**List of tasks**
**1.** List the username of every person who posts in the forum thread about mixing egg whites with brown rice.
**2.** Resume the forum thread about mixing egg whites with brown rice, picking up after its final post.
:: Page
# Ever heard of mixing egg whites with brown rice?



## motionman04 (Aug 23, 2007)

My friend said that he mixed his egg whites with his brown rice and chicken, and warmed them up on a skillet and tasted great. Anyone every try this before?


----------



## TCAP28 (Aug 23, 2007)

motionman04 said:


> My friend said that he mixed his egg whites with his brown rice and chicken, and warmed them up on a skillet and tasted great. Anyone every try this before?




No, but it doesn't sound like a bad idea... might give it a try.


----------



## loki (Aug 23, 2007)

motionman04 said:


> My friend said that he mixed his egg whites with his brown rice and chicken, and warmed them up on a skillet and tasted great. Anyone every try this before?



i do this all the time. you can use other foods besides chicken. i.e. shrimp, ground beef, etc.


----------



## tucker01 (Aug 24, 2007)

Sounds a little like fried rice.
::::
:: Supplied material
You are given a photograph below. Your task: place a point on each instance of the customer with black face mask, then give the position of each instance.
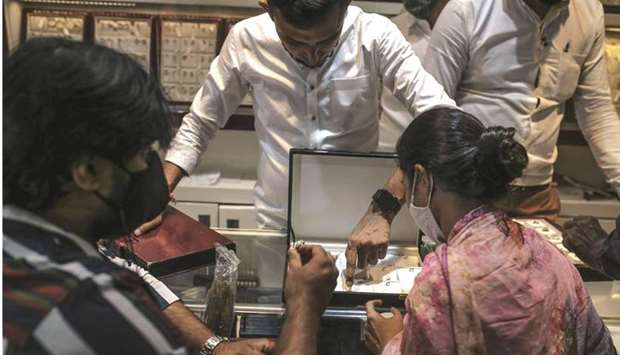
::::
**Set of answers**
**1.** motionman04, TCAP28, loki, tucker01

**2.**
----------



## motionman04 (Aug 24, 2007)

IainDaniel said:


> Sounds a little like fried rice.



yeah, that was what i was worried about, but if you don't use any kind of oil that would be okay right?


----------



## tucker01 (Aug 24, 2007)

Tis fine.  Just make sure the Macros and cals fit into your diet.


----------



## cutter07 (Aug 28, 2007)

I know they mix eggs with rice in soem chinese dishes and its good. Egg whites are probably even less noticeable.


----------



## Uthinkso (Aug 28, 2007)

I eat all of those items on a daily basis but not together per say.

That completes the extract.